* [Point annotation rows]:
• • •
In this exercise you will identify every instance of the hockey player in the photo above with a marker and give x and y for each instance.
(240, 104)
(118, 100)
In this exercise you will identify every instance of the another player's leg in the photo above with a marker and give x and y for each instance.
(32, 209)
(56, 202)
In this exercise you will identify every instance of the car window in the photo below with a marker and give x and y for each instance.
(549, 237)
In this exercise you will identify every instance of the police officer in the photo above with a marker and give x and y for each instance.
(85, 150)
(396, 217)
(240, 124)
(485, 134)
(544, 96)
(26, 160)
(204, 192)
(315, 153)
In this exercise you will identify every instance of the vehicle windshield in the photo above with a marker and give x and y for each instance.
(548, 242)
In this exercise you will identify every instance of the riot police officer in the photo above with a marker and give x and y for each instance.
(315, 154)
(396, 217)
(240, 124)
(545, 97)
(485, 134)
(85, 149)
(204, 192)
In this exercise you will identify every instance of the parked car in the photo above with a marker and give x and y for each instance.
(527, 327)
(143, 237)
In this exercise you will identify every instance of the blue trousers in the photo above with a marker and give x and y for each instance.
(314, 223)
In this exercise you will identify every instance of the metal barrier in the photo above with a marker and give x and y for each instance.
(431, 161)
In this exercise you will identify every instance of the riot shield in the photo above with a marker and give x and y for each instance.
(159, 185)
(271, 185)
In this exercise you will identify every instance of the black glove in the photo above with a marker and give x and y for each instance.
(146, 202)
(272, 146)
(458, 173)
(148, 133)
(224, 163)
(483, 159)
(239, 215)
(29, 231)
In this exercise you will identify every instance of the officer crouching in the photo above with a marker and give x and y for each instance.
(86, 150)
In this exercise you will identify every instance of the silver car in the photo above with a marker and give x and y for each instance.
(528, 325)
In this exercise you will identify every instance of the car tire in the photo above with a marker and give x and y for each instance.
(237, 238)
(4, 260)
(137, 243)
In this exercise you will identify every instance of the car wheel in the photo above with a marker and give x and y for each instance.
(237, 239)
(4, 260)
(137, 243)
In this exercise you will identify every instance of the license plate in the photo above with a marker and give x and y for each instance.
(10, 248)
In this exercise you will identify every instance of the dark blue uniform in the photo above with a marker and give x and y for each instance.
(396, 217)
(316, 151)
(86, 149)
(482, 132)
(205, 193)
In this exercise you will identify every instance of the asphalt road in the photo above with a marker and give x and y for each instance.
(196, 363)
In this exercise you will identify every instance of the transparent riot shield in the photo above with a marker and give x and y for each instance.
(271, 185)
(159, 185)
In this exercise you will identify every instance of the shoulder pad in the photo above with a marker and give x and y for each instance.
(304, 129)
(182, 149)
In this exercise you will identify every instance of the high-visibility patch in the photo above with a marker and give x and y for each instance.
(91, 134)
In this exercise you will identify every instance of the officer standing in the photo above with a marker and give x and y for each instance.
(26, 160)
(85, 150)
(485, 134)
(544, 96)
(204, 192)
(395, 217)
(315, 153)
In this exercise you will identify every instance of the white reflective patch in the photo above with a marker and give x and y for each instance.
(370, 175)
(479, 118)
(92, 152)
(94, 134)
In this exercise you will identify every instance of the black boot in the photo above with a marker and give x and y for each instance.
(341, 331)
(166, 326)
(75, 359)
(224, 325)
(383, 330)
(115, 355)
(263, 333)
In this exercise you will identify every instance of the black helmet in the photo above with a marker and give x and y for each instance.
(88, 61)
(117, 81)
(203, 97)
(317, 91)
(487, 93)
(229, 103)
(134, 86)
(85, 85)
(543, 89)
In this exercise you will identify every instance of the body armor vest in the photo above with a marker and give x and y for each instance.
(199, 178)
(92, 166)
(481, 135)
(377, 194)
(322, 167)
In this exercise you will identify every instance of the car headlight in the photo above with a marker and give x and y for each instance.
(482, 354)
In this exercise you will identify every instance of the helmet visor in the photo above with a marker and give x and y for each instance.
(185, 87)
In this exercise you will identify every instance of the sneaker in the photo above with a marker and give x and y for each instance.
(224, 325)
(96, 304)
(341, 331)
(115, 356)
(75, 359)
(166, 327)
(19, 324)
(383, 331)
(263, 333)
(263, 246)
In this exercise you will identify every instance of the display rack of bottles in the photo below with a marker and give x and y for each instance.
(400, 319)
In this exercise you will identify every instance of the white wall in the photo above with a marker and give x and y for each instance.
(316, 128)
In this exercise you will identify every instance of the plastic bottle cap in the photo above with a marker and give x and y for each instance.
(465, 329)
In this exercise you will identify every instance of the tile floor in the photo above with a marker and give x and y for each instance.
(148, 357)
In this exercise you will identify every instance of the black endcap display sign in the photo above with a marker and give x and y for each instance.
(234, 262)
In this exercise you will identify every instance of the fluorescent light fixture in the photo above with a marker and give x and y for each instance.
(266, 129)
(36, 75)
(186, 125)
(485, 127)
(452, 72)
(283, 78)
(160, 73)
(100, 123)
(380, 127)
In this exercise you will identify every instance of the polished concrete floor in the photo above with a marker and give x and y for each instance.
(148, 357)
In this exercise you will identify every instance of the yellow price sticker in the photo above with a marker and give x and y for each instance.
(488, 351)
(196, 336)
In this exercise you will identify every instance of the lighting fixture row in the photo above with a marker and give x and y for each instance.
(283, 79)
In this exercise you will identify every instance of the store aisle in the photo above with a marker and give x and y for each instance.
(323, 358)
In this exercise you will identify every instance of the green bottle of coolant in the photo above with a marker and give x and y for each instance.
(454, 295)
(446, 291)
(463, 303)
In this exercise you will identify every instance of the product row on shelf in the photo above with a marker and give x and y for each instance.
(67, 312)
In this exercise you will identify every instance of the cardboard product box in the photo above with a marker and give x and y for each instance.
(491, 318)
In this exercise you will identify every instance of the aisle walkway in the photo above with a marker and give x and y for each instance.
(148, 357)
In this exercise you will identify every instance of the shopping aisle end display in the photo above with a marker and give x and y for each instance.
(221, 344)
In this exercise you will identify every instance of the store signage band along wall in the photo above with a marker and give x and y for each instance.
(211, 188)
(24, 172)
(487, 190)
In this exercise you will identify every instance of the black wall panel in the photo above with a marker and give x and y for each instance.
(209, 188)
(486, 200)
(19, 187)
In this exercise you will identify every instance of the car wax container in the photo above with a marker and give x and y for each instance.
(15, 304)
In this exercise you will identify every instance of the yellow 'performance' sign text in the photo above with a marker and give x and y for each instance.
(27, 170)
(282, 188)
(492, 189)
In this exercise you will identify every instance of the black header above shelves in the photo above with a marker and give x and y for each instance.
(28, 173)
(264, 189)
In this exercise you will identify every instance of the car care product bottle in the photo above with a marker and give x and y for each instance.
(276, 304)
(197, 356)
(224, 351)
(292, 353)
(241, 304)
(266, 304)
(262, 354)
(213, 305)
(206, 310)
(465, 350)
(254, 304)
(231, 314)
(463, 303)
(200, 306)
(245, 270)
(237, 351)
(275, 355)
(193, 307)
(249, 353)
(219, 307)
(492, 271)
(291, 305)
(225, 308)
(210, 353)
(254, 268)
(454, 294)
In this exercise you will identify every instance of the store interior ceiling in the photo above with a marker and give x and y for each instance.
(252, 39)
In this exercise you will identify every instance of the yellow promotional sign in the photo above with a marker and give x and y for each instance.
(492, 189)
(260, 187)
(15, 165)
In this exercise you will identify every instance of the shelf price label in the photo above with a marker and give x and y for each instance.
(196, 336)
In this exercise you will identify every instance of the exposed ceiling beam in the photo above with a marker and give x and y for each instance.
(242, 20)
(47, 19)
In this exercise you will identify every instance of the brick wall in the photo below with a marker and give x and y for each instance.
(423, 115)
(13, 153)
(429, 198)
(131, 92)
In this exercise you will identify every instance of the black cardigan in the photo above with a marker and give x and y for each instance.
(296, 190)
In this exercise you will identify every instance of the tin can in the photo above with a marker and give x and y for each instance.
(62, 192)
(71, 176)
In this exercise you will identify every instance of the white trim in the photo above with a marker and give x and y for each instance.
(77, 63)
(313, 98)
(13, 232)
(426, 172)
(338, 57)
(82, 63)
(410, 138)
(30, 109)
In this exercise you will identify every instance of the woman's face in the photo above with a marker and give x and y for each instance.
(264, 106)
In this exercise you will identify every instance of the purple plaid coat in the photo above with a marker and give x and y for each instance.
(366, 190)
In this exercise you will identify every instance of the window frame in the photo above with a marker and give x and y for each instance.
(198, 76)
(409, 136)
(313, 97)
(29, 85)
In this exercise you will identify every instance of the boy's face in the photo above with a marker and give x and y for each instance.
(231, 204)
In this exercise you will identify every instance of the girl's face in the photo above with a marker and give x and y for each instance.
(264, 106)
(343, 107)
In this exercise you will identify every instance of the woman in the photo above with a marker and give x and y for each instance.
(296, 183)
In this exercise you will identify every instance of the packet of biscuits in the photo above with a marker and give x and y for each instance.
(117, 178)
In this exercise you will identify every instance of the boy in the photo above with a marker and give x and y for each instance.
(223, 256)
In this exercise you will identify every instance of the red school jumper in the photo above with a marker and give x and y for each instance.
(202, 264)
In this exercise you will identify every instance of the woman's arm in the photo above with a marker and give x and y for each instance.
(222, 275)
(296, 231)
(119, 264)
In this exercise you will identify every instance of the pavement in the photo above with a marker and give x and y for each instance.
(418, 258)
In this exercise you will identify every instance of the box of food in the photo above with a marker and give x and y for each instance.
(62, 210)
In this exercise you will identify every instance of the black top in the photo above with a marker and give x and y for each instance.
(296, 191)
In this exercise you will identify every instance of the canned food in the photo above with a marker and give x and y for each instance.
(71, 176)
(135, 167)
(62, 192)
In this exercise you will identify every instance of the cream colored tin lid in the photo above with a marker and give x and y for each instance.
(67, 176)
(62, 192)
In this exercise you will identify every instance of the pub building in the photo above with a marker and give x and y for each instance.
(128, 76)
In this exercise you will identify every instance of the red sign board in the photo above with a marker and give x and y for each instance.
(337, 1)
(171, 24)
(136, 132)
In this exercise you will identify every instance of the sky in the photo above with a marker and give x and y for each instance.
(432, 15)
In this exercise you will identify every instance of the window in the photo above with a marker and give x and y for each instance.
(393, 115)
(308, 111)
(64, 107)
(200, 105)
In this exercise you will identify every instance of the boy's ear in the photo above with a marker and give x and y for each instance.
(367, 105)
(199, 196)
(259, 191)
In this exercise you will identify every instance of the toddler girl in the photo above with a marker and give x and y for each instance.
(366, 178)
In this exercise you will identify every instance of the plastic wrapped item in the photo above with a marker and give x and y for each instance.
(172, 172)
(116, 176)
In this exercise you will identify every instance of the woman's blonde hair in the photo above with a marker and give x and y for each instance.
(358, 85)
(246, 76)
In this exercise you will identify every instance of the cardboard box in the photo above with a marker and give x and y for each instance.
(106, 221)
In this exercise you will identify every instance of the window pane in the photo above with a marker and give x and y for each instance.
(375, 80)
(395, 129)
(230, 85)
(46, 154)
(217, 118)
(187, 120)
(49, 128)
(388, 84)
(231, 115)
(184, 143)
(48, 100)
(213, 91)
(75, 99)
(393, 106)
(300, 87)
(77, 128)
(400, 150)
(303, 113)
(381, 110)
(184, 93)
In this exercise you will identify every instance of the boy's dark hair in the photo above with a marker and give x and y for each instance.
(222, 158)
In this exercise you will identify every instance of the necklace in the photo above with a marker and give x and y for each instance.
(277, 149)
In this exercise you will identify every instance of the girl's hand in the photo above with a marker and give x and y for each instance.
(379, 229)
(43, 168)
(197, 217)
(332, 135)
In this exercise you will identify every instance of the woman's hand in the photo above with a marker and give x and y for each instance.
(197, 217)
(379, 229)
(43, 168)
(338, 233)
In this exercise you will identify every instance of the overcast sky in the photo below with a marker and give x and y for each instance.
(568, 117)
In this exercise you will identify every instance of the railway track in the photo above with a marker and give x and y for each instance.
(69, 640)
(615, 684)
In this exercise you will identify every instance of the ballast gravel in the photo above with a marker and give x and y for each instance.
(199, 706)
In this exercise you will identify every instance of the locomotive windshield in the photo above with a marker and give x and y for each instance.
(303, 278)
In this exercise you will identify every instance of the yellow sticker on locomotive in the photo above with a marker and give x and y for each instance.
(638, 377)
• • •
* [WRITTEN PROBLEM]: Could you rewrite the rows starting at the line that has "the yellow sticker" and continuing through the last row, swapping "marker" for "pin" and leaving everything else as it is?

* [RESULT FOR THIS EXERCISE]:
In this exercise you will identify every instance of the yellow sticker on locomotive in the photo above with a pin and give x and y for each instance.
(638, 377)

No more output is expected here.